• DATA FOR THIS EXERCISE:
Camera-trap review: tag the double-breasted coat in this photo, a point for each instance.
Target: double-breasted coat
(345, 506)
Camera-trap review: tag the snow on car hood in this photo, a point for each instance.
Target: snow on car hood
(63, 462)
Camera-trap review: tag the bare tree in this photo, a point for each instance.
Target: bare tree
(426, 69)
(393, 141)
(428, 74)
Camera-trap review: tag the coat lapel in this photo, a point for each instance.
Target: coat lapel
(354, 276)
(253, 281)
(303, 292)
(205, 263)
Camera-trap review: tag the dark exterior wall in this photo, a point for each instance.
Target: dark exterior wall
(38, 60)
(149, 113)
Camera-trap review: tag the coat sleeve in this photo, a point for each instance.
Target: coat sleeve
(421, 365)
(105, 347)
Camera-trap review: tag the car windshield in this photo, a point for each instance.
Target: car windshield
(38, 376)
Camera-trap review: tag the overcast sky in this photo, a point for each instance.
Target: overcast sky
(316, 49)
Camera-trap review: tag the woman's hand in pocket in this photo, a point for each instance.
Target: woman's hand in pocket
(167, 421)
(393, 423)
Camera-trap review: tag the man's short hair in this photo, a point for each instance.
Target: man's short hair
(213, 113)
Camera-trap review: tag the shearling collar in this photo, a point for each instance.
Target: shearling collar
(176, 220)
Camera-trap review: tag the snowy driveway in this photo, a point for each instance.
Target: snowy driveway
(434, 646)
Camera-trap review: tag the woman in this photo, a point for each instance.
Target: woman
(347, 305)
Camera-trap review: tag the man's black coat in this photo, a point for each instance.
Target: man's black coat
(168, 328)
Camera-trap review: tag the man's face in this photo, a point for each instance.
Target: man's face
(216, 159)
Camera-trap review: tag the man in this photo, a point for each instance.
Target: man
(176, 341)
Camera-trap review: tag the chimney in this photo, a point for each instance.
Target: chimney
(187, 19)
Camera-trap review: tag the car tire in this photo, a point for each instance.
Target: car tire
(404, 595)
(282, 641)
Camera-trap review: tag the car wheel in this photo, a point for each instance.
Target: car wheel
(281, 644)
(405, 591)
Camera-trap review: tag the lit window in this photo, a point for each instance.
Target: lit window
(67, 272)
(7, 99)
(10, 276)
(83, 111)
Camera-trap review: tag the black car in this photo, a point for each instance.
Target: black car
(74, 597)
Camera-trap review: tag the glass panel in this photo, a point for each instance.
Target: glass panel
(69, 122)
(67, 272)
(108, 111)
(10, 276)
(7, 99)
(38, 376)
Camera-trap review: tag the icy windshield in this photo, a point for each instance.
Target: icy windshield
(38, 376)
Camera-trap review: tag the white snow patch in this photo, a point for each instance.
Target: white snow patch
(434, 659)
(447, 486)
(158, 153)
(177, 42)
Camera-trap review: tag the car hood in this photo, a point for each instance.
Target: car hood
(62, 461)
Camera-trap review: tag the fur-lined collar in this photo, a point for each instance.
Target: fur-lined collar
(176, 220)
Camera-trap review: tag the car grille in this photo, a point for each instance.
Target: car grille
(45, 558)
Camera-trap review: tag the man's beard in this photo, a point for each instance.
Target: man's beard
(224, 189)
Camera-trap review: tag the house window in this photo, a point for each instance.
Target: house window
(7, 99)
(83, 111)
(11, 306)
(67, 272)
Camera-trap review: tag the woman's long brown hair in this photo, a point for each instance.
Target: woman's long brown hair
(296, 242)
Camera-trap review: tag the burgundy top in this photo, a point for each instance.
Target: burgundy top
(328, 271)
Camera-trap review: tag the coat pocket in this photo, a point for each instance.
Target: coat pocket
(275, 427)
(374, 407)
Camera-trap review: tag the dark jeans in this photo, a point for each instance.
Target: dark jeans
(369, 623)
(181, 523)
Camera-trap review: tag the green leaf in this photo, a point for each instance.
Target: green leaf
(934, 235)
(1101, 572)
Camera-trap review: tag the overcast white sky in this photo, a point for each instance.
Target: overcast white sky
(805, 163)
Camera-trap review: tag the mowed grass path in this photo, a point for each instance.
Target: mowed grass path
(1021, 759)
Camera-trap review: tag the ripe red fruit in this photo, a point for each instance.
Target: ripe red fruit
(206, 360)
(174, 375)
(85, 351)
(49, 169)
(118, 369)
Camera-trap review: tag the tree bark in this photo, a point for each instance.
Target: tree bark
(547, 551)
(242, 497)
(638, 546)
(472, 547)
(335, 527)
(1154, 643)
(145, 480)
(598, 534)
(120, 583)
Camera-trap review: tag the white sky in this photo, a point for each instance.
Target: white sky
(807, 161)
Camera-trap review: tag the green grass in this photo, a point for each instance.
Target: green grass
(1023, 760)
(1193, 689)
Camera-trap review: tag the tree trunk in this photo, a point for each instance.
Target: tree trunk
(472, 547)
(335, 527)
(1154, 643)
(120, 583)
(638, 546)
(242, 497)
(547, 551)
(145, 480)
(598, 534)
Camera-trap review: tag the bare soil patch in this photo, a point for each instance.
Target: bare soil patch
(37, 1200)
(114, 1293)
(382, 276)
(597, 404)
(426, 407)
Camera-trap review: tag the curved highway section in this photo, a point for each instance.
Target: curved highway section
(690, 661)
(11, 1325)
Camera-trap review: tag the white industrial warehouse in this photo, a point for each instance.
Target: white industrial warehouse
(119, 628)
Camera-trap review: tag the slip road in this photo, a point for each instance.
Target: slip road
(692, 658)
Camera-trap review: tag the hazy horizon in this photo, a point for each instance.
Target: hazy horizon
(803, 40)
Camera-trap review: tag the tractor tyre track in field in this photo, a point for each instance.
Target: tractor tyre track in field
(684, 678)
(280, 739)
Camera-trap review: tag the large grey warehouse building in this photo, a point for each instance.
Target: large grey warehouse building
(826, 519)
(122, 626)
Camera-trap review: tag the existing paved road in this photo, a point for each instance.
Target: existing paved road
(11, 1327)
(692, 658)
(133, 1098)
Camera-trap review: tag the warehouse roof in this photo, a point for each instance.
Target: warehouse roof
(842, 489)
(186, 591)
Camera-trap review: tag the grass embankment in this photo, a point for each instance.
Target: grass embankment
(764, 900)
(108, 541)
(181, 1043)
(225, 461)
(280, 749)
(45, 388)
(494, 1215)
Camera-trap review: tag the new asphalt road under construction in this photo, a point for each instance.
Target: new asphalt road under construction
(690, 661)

• YOUR GOAL:
Repeat the records exactly, including every line.

• OUTPUT OF THE TASK:
Camera-trap review: tag the double-breasted coat in this photo, a point for each instance.
Target: double-breasted coat
(345, 506)
Camera-trap review: tag the snow on car hood in this photo, a point for each instance.
Target: snow on car hood
(63, 462)
Camera-trap review: tag the bare tree in this photo, a point for each instance.
Target: bare tree
(426, 69)
(393, 141)
(428, 74)
Camera-trap review: tag the coat lapel in this photo, a point for each instance.
Target: coat lapel
(354, 276)
(253, 281)
(303, 292)
(205, 263)
Camera-trap review: tag the dark exterior wall in this photo, a point for each instance.
Target: dark exterior wall
(38, 60)
(149, 113)
Camera-trap review: tag the coat sleeve in this photo, a point for each instance.
Target: coat sleeve
(421, 365)
(105, 347)
Camera-trap review: tag the car windshield in this photo, a point for each instance.
Target: car windshield
(38, 376)
Camera-trap review: tag the overcast sky in this photo, a point for each instance.
Target: overcast sky
(316, 49)
Camera-trap review: tag the woman's hand in pocket in this photo, a point for each instance.
Target: woman's hand in pocket
(167, 421)
(393, 423)
Camera-trap review: tag the man's short hair in this photo, a point for each instance.
Target: man's short hair
(213, 113)
Camera-trap review: tag the shearling collar in this photo, a point for each instance.
Target: shearling collar
(176, 220)
Camera-trap review: tag the snowy driveway in this photo, a point for each instance.
Target: snowy driveway
(434, 646)
Camera-trap review: tag the woman in this photo, a point for each instance.
Target: woman
(347, 305)
Camera-trap review: tag the man's black coat in this photo, a point for each instance.
Target: man's black coat
(168, 328)
Camera-trap review: tag the man's face in this photo, a point for each instance.
Target: man's face
(216, 159)
Camera-trap review: tag the man in this photo, a point for each instance.
Target: man
(176, 341)
Camera-trap review: tag the chimney in this photo, a point for each instance.
Target: chimney
(187, 19)
Camera-trap review: tag the car tire in this photo, a point for each instance.
Target: car tire
(404, 595)
(282, 641)
Camera-trap review: tag the car wheel in this photo, a point for each instance.
Target: car wheel
(281, 644)
(405, 591)
Camera-trap review: tag the lit window in this photo, a point for each instance.
Target: lit window
(67, 272)
(7, 99)
(10, 276)
(83, 111)
Camera-trap review: tag the black car in this photo, a point for each instance.
Target: black car
(74, 597)
Camera-trap review: tag the glass panel in this photo, a point for each instance.
Target: glass panel
(69, 122)
(67, 272)
(108, 111)
(10, 276)
(7, 99)
(38, 376)
Camera-trap review: tag the icy windshield in this photo, a point for each instance.
Target: icy windshield
(38, 376)
Camera-trap review: tag the white snow patch in this photo, a point for each instance.
Target: white snow patch
(434, 659)
(447, 486)
(158, 153)
(177, 42)
Camera-trap review: tag the car hood in this photo, a point for each instance.
Target: car hood
(62, 461)
Camera-trap review: tag the fur-lined collar in this photo, a point for each instance.
Target: fur-lined collar
(176, 220)
Camera-trap review: tag the car grille in this photo, a point for each instance.
Target: car grille
(45, 558)
Camera-trap review: tag the man's beard in this photo, a point for each instance.
Target: man's beard
(224, 189)
Camera-trap review: tag the house window in this photo, a point for each instance.
Target: house window
(7, 99)
(83, 111)
(11, 306)
(67, 272)
Camera-trap review: tag the woman's long brown hair in this photo, a point for each instance.
Target: woman's long brown hair
(296, 242)
Camera-trap review: tag the burgundy top in this photo, a point for each instance.
Target: burgundy top
(328, 271)
Camera-trap review: tag the coat pocket in this photo, a point for each instance.
Target: coat pocket
(275, 427)
(374, 407)
Camera-trap review: tag the dark jeans in this photo, a point for each instance.
Target: dark jeans
(369, 623)
(181, 523)
Camera-trap review: tag the green leaf in this photo, a point for each instance.
Target: green leaf
(934, 235)
(1101, 572)
Camera-trap review: tag the overcast white sky in this photo, a point for each instance.
Target: overcast white sky
(805, 163)
Camera-trap review: tag the mowed grass path in this photo, a point for each instance.
Target: mowed grass path
(1021, 759)
Camera-trap review: tag the ripe red fruit in this photo, a point for each instance.
Target: ripe red fruit
(206, 360)
(174, 375)
(85, 351)
(49, 169)
(118, 369)
Camera-trap review: tag the tree bark in this photo, a point for each instance.
Target: tree bark
(547, 551)
(242, 497)
(638, 546)
(472, 547)
(335, 527)
(1154, 643)
(145, 480)
(598, 534)
(120, 583)
Camera-trap review: tag the white sky in this photo, a point for each instance.
Target: white sky
(807, 161)
Camera-trap review: tag the green grass in this photo, a point for each instance.
Target: green grass
(1023, 760)
(1193, 689)
Camera-trap review: tag the tree trunk in this photo, a point for each instance.
Target: tree trunk
(472, 547)
(335, 527)
(1154, 643)
(120, 583)
(638, 546)
(242, 497)
(547, 551)
(145, 480)
(598, 534)
Camera-trap review: tag the bare soil patch in this photo, a point for each instance.
Target: bare soil patch
(37, 1200)
(114, 1293)
(382, 276)
(597, 404)
(426, 407)
Camera-trap review: tag the curved highway section in this photo, a point for each instance.
Target: curved highway section
(690, 661)
(11, 1325)
Camera-trap review: tag the white industrial warehouse in this photo, a point for each instance.
Target: white industrial warehouse
(119, 628)
Camera-trap review: tag the slip road in this photo, a point for each instance.
Target: slip road
(692, 658)
Camera-trap review: tag the hazy horizon in this photo, a point for each instance.
Target: hazy horizon
(803, 40)
Camera-trap review: tag the tractor tyre track in field in this photo, a point for each instance.
Target: tractor tyre track in field
(684, 678)
(280, 739)
Camera-trap review: tag the large grey warehouse building in this photo, a point for each instance.
Target: large grey warehouse building
(826, 519)
(122, 626)
Camera-trap review: tag the existing paved road in this photo, a point for each instance.
Target: existing paved road
(11, 1327)
(692, 658)
(133, 1098)
Camera-trap review: tag the warehouse roof in this photo, a point for each instance.
Target: warehouse roof
(842, 489)
(186, 591)
Camera-trap review: tag the grass embankment in this photo, a point for each instance.
Target: grass embankment
(764, 900)
(108, 541)
(181, 1043)
(225, 461)
(280, 749)
(45, 388)
(494, 1215)
Camera-trap review: tag the new asphalt road under construction in this photo, a point for each instance.
Target: new asphalt road under construction
(690, 661)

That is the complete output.